> _Source text_:
──────────────────────────────

ECAULT BEACH: Across the English Channel, the white cliffs of the U.K beckon. On fine days, men and women with children in their arms and determination in their eyes can see the shoreline of what they believe will be a promised land as they attempt the perilous crossing clandestinely, ditching belongings to squeeze aboard flimsy inflatable boats that set to sea from northern France.
In a flash, on one recent crossing attempt, French police swooped in with knives, wading into the water and slashing at the boat’s thin rubber — literally deflating the migrants’ hopes and dreams.
Some of the men put up dispirited resistance, trying to position themselves — in vain — between the boat and the officers’ blades. One splashed water at them, another hurled a shoe. Cries of “No! No!” rang out. A woman wailed.
But the team of three officers, one also holding a pepper-gas canister, lunged at the boat again and again, pitching some of those aboard into the surf as it quickly deflated. The Associated Press obtained video of the police boat-slashing, filmed on a beach near the French port of Boulogne.

──────────────────────────────

> _Source data_:
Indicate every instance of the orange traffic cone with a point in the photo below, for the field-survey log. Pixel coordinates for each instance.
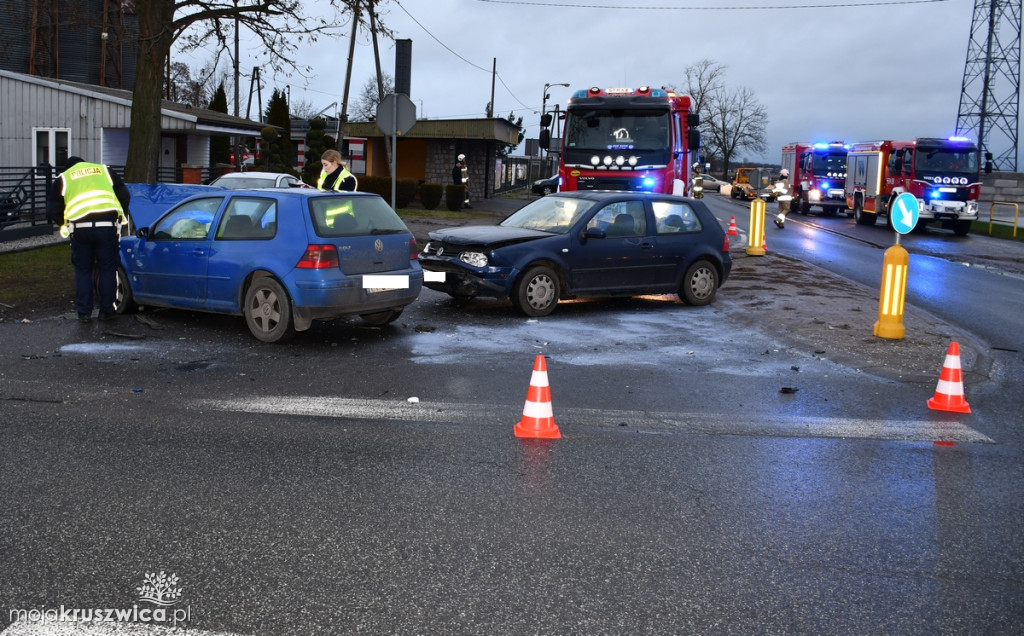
(538, 420)
(949, 392)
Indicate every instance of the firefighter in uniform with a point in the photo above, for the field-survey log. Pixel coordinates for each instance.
(697, 182)
(460, 176)
(784, 197)
(335, 174)
(90, 203)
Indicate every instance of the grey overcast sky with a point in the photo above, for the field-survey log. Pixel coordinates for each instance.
(854, 70)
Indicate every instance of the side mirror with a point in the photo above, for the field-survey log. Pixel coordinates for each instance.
(693, 139)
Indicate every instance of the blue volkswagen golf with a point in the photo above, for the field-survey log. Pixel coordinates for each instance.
(282, 258)
(585, 244)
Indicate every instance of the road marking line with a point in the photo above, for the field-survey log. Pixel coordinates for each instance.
(495, 415)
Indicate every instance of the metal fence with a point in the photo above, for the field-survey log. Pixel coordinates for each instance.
(513, 173)
(24, 191)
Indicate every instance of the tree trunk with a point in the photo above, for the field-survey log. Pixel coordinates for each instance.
(155, 39)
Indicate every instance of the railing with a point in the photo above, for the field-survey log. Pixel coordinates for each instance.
(518, 172)
(24, 191)
(23, 195)
(991, 208)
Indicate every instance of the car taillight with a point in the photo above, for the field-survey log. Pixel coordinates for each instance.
(318, 257)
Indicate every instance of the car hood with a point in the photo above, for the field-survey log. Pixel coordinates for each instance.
(489, 236)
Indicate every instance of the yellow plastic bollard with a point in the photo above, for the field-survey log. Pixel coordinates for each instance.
(756, 242)
(894, 266)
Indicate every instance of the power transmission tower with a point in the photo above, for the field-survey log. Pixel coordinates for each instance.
(990, 94)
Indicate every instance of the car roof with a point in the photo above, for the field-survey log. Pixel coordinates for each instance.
(253, 173)
(602, 196)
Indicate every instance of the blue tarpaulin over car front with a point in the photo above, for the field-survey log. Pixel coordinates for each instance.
(150, 202)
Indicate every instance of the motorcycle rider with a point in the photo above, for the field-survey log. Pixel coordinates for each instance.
(784, 197)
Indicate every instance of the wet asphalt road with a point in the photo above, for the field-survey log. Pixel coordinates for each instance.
(297, 490)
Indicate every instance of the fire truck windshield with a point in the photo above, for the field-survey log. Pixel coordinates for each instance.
(643, 132)
(947, 161)
(829, 164)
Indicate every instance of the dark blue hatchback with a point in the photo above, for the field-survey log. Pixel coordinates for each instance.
(282, 258)
(584, 244)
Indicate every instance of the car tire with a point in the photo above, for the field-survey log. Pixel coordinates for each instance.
(537, 292)
(380, 319)
(268, 310)
(699, 284)
(124, 300)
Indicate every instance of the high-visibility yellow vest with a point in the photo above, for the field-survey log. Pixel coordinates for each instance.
(88, 188)
(337, 184)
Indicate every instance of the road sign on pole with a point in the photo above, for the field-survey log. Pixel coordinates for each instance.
(395, 115)
(904, 213)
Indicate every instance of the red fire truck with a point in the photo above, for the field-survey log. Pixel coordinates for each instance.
(817, 172)
(941, 173)
(620, 138)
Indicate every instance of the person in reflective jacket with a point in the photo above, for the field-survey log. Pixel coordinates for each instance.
(784, 198)
(335, 175)
(89, 201)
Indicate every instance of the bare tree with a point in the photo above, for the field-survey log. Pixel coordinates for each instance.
(731, 120)
(737, 122)
(282, 27)
(366, 104)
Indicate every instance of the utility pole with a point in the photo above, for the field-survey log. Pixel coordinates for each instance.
(989, 104)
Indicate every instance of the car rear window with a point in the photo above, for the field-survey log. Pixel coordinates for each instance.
(345, 215)
(672, 217)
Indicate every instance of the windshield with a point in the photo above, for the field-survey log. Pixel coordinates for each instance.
(833, 166)
(947, 161)
(596, 130)
(554, 214)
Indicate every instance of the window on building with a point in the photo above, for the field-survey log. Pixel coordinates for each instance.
(52, 146)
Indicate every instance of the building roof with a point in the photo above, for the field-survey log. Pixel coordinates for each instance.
(495, 129)
(204, 119)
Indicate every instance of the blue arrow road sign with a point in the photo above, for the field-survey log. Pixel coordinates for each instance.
(904, 212)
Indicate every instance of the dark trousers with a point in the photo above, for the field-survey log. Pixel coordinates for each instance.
(94, 249)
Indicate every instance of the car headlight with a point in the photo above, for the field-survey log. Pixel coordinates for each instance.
(476, 259)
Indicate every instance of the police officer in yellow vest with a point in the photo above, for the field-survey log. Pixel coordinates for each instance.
(335, 174)
(784, 198)
(90, 202)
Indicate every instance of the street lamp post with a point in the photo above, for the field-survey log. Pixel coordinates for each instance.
(544, 110)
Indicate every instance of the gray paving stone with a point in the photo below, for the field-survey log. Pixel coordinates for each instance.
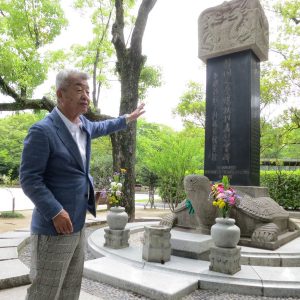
(13, 273)
(145, 282)
(8, 253)
(20, 293)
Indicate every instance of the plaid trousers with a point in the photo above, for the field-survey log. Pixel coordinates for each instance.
(56, 266)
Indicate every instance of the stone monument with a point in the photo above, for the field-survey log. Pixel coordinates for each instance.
(233, 39)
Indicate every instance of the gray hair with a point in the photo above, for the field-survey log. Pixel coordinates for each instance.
(63, 77)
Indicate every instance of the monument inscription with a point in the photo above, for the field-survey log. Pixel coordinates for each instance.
(233, 39)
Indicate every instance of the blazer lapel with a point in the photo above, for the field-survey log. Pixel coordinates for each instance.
(66, 137)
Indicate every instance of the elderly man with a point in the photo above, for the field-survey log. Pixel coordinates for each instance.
(54, 174)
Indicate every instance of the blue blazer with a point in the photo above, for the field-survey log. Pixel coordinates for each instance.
(52, 174)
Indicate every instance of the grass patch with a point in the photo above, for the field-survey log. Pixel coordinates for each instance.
(11, 215)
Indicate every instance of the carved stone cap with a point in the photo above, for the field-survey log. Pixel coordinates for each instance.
(233, 26)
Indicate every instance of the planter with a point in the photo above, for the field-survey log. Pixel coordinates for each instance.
(225, 233)
(117, 218)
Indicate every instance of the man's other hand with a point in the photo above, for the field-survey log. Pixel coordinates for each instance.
(136, 113)
(62, 223)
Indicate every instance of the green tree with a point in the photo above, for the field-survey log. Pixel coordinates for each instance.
(25, 26)
(191, 107)
(13, 130)
(169, 155)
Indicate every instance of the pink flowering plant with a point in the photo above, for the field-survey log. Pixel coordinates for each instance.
(115, 194)
(224, 197)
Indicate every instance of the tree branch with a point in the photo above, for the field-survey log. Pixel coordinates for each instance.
(7, 90)
(140, 24)
(118, 30)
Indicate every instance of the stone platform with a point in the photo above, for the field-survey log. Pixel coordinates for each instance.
(263, 272)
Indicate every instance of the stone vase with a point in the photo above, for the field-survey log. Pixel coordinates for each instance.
(225, 233)
(117, 218)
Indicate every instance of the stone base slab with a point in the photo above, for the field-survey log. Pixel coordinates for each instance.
(225, 260)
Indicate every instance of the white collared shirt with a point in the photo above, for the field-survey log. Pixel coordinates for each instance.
(77, 133)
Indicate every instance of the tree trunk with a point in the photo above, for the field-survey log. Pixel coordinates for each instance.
(129, 66)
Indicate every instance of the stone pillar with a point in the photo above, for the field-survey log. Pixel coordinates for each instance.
(225, 260)
(233, 39)
(116, 239)
(156, 243)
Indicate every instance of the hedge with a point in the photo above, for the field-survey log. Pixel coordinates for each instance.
(284, 187)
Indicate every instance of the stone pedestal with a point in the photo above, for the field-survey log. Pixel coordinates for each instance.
(156, 244)
(225, 260)
(116, 239)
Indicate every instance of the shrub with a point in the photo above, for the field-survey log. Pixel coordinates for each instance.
(284, 187)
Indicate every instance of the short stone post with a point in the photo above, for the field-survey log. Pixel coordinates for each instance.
(225, 260)
(156, 243)
(116, 239)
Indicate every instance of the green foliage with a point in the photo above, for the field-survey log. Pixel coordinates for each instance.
(284, 187)
(25, 26)
(13, 130)
(191, 107)
(169, 155)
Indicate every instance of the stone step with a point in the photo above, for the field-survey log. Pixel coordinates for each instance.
(155, 284)
(13, 273)
(20, 293)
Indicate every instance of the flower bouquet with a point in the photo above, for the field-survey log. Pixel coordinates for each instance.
(224, 196)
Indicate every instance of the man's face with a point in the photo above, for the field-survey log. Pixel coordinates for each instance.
(74, 97)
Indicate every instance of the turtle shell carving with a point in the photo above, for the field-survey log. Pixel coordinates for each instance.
(263, 208)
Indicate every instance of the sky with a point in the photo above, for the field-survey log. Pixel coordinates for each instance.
(170, 41)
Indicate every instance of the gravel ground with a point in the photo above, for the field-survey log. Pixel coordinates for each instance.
(107, 292)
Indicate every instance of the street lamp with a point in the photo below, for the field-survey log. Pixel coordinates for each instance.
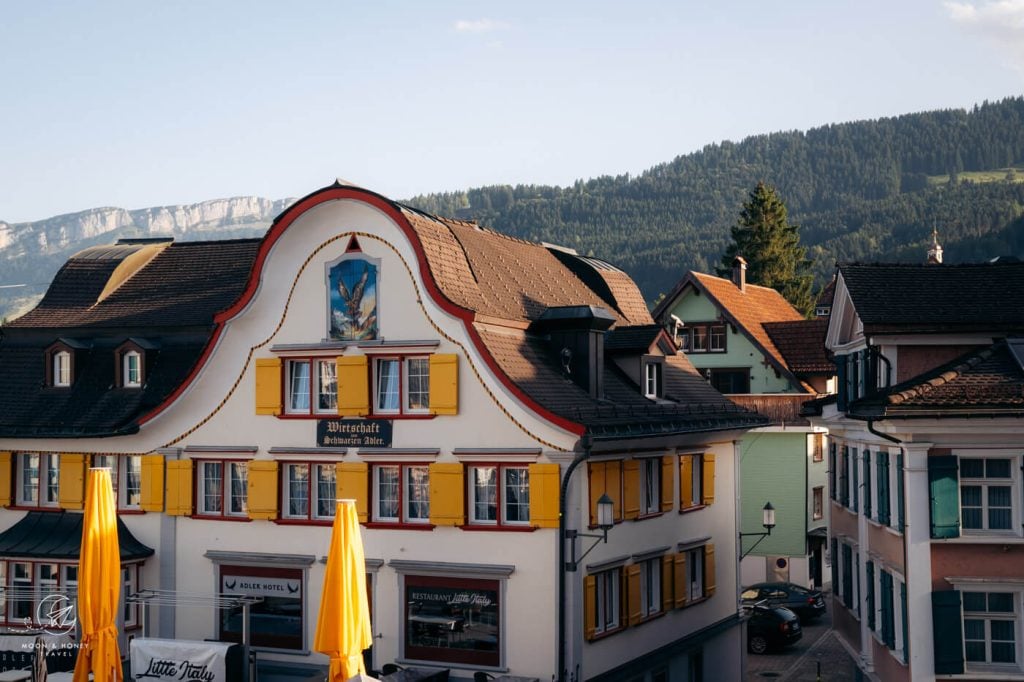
(767, 520)
(605, 520)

──────────────────────────────

> _Parts of the exercise_:
(a) In the boat-slashing report, near which French port was the video filmed?
(b) Repeat the boat-slashing report word for word from "Some of the" to "A woman wailed.".
(c) Decide whether each statement agrees with the boat-slashing report: (i) The police team was made up of three officers. (ii) One of the men hurled a shoe. (iii) The boats set to sea from southern England.
Answer from the boat-slashing report alone, not from the lines.

> _Answers by task_:
(a) Boulogne.

(b)
Some of the men put up dispirited resistance, trying to position themselves — in vain — between the boat and the officers’ blades. One splashed water at them, another hurled a shoe. Cries of “No! No!” rang out. A woman wailed.

(c)
(i) Yes: "the team of three officers"
(ii) Yes: "another hurled a shoe"
(iii) No: "flimsy inflatable boats that set to sea from northern France"